■ **TEXT**:

--- BEGIN ---

To realize how multicultural India was in the past, we need to only look closer home, at Hyderabad. Today’s generation may not be aware, but Hyderabad was a liberal society where Parsis, Hindus and Muslims went in and out of each other’s homes without any distinction. Every festival, whether that of the Hindu or Muslim was celebrated with equal gusto. A Musalman would participate in the Holi celebrations of the Hindus in the city, and there are any number of stories of the sixth Nizam Mahboob Ali Pasha playing Holi with his Hindu noblemen. Interestingly, some festivals were observed by both the Hindus and the Muslims. Muraharram, for instance that is observed by Shia Muslims, is also observed by Hindus in Telangana districts as Peerla Panduga where they too would visit dargahs for the rituals. And there are several such dargahs, including the famous Moulali dargah where Hindus went.

--- END ---

■ **STORED ROWS**:

--- BEGIN ---

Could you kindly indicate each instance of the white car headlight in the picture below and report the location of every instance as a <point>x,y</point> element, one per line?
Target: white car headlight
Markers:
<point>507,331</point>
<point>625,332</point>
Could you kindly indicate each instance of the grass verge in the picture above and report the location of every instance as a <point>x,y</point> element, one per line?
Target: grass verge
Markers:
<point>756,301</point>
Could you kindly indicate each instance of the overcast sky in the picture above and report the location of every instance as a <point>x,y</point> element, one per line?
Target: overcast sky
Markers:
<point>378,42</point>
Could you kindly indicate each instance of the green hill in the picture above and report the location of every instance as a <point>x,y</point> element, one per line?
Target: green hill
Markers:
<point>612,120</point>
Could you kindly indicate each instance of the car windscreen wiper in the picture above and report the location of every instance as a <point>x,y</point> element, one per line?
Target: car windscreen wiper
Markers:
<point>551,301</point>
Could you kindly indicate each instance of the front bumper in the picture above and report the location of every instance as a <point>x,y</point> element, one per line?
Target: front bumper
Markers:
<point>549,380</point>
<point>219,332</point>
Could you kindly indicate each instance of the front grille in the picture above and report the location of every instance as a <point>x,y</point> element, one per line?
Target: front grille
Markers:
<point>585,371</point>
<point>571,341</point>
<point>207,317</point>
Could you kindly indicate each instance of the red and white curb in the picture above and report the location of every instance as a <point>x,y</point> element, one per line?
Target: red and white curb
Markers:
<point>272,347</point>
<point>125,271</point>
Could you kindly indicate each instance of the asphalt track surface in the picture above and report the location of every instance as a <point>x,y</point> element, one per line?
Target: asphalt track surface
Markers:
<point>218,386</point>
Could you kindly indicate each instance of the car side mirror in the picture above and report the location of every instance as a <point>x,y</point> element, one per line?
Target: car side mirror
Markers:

--- END ---

■ **SET PROBLEM A**: List the communities that the passage on Hyderabad's multicultural past says went in and out of each other's homes without any distinction.
■ **SET PROBLEM B**: Continue the passage on Hyderabad's multicultural past from its last sentence.

■ **TASK RESPONSE A**: Parsis, Hindus, Muslims

■ **TASK RESPONSE B**:
The food in Hyderabad was especially rich and varied, drawn as it was from different regions. The Hyderabadi cuisine was influenced by the Maharashtrian (the bajra and jowar rotis and puran polis), the Telugu influence with its tamarind and chillies, and the Turkish, was its delectable muttons and spices. The Iranian influence included the proliferation of bakeries in the city with
their puffs, samosas and Irani chai. Incidentally, the ubiquitous biryani and Haleem originated because the large contingents of armies stationed here needed a kind of healthy one-pot meal which these were. Sadly, that richness of our cuisine today is mostly summed up as Hyderabadi biryani that is not even authentic (the asli biryani even today can only be had in homes of old Hyderabadis). Instead of the diverse tastes that form the foods here from pattar ka gosht to khatti dal and bagare baingan, or the double ka meetha or qubani ka meetha, we now have the Punjabification of foods in Hyderabad to kheema mutton and chhole bhatura. Even in a remote place like Cuddapah (where I once had to visit) all that was available was palak paneer, that too not
very good.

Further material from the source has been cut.